* _Short exercise 1_
In the patch discussion, rewrite the paragraph beginning "We have historically had an issue" more briefly, keeping its main facts.
* _Short exercise 2_
According to the patch discussion, what prevents some architectures from supporting pp_frag_count?
* _Short exercise 3_
Duplicate the passage of the patch discussion from "It kind of depend" up to and including "instead of here.".

* _Excerpted text_

Re: [PATCH net-next v2 1/3] page_pool: unify frag page and non-frag page handling

From: Yunsheng Lin <hidden>
Date: 2023-06-03 13:02:23
Also in: lkml

On 2023/6/3 0:37, Alexander H Duyck wrote:
...

quoted

Please let me know if the above makes sense, or if misunderstood your
concern here.

So my main concern is that what this is doing is masking things so that
the veth and virtio_net drivers can essentially lie about the truesize
of the memory they are using in order to improve their performance by
misleading the socket layer about how much memory it is actually
holding onto.

We have historically had an issue with reporting the truesize of
fragments, but generally the underestimation was kept to something less
than 100% because pages were generally split by at least half. Where it
would get messy is if a misbehaviing socket held onto packets for an
exceedingly long time.

What this patch set is doing is enabling explicit lying about the
truesize, and it compounds that by allowing for mixing small
allocations w/ large ones.

quoted

The problem is there are some architectures where we just cannot
support having pp_frag_count due to the DMA size. So it makes sense to
leave those with just basic page pool instead of trying to fake that it
is a fragmented page.

It kind of depend on how you veiw it, this patch view it as only supporting
one frag when we can't support having pp_frag_count, so I would not call it
faking.

So the big thing that make it "faking" is the truesize underestimation
that will occur with these frames.

Let's discuss truesize issue in patch 2 instead of here.

* _Material supplied_
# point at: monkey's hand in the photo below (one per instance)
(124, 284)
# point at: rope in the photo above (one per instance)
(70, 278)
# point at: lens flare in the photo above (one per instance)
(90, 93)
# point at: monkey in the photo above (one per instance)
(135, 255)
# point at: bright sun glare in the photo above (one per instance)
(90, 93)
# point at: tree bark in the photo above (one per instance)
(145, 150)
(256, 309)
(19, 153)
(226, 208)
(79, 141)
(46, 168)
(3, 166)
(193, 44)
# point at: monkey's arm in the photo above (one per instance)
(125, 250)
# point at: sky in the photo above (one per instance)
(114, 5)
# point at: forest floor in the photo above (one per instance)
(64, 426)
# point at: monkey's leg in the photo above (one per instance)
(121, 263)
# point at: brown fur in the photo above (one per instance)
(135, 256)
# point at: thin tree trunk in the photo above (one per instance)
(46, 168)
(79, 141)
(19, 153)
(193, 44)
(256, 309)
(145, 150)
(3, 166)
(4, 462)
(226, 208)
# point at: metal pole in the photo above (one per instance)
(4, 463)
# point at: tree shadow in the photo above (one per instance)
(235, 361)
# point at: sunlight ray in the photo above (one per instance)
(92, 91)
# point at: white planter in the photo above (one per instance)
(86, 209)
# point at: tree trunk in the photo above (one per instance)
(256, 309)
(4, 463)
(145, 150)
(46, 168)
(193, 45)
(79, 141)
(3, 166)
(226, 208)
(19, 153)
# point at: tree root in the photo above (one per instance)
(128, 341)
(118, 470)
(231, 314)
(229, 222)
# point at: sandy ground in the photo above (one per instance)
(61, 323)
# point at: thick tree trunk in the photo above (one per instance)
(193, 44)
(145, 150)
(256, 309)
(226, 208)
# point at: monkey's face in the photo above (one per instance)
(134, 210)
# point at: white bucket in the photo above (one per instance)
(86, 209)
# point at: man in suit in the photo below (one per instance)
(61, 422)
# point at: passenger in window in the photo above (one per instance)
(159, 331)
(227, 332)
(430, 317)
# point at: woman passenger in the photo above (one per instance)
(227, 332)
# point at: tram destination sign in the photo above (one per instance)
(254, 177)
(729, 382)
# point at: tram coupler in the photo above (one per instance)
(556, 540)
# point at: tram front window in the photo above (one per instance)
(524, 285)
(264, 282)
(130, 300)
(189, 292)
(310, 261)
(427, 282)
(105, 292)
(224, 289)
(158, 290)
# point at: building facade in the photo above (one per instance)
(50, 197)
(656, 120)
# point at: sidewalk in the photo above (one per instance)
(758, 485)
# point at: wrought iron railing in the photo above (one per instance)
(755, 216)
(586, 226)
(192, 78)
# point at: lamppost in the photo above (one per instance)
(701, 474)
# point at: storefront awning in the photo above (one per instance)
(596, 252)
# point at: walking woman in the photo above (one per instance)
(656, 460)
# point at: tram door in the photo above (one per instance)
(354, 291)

* _Written answer 1_
Reporting the truesize of fragments has long been a problem. The underestimation usually stayed below 100% because pages were typically split at least in half. Things got messy mainly when a misbehaving socket held onto packets for an exceedingly long time.

* _Written answer 2_
The DMA size.

* _Written answer 3_
It kind of depend on how you veiw it, this patch view it as only supporting
one frag when we can't support having pp_frag_count, so I would not call it
faking.

So the big thing that make it "faking" is the truesize underestimation
that will occur with these frames.

Let's discuss truesize issue in patch 2 instead of here.